Generating Machine Learning Data Sets

This chapter describes how to generate machine-learning datasets using OghmaNano. Typically, these datasets are exported and processed using external frameworks such as TensorFlow for training, inference, or prediction.

1. Introduction

It is often desirable to extract physical device parameters from experimental data using modelling. For example, one may have a set of JV curves and wish to determine the charge-carrier mobility and recombination rate of the device. Traditionally, this is achieved by fitting a physics-based model, such as OghmaNano, to the data (as described in the fitting tutorial). The drawback of this approach is that fitting a single data set can be time-consuming, and the difficulty increases substantially when multiple data sets must be analysed. The fitting process is complex, typically requiring significant expertise in numerical simulation and a considerable amount of manual intervention. As a result, detailed device fitting is only performed by a relatively small subset of the community.

A more modern approach is to use machine learning. Rather than fitting a single JV curve directly, a simulation is first constructed that represents the device structure. Instead of optimising individual electrical parameters, many thousands of copies of this device are generated with randomly selected parameter values. Each of these instances is referred to as a virtual device. A simulation program such as OghmaNano is then used to generate JV curves for each virtual device, producing a data set consisting of JV curves paired with their corresponding electrical parameters. This data can be used to train a machine-learning model to predict electrical parameters directly from JV characteristics. In this framework, OghmaNano acts as a forward transform, mapping electrical parameters to simulated experimental data, while the machine-learning model provides the inverse transform. Once trained, the model can be applied to extract material parameters from real devices.

The key advantage of this approach is that, once trained, the machine-learning model can extract material parameters from experimental data within seconds, without requiring the user to be an expert in numerical simulation. However, the success of this method depends critically on the generation of a large, high-quality training data set. The process of constructing such data sets using OghmaNano is described in the following pages.

:::

§ SET TASK 1: Reproduce the box-labeled dataset records below line for line, with no changes.

Box-labeled dataset extracts

:::

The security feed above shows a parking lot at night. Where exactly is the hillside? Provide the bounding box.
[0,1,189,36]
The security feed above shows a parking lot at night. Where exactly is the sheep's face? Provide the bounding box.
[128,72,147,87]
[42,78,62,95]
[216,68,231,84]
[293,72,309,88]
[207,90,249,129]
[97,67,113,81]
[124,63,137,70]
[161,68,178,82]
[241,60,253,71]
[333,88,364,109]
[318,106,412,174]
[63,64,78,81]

:::

§ SET TASK 2: Transcribe the passage on generating machine-learning data sets word for word, starting with "It is often" and going on through "of the community.".

§ FULL OUTPUT 1:
The security feed above shows a parking lot at night. Where exactly is the hillside? Provide the bounding box.
[0,1,189,36]
The security feed above shows a parking lot at night. Where exactly is the sheep's face? Provide the bounding box.
[128,72,147,87]
[42,78,62,95]
[216,68,231,84]
[293,72,309,88]
[207,90,249,129]
[97,67,113,81]
[124,63,137,70]
[161,68,178,82]
[241,60,253,71]
[333,88,364,109]
[318,106,412,174]
[63,64,78,81]

§ FULL OUTPUT 2:
It is often desirable to extract physical device parameters from experimental data using modelling. For example, one may have a set of JV curves and wish to determine the charge-carrier mobility and recombination rate of the device. Traditionally, this is achieved by fitting a physics-based model, such as OghmaNano, to the data (as described in the fitting tutorial). The drawback of this approach is that fitting a single data set can be time-consuming, and the difficulty increases substantially when multiple data sets must be analysed. The fitting process is complex, typically requiring significant expertise in numerical simulation and a considerable amount of manual intervention. As a result, detailed device fitting is only performed by a relatively small subset of the community.